--- DATA PROVIDED ---

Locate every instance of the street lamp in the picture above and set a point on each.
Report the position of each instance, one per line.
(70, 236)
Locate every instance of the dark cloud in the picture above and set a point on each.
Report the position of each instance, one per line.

---

### PROBLEM TO SOLVE
All of the lines above should be returned exactly as written.

### EXERCISE SOLUTION
Locate every instance of the street lamp in the picture above and set a point on each.
Report the position of each instance, one per line.
(70, 236)
Locate every instance of the dark cloud in the picture above and set a point on each.
Report the position of each instance, one per line.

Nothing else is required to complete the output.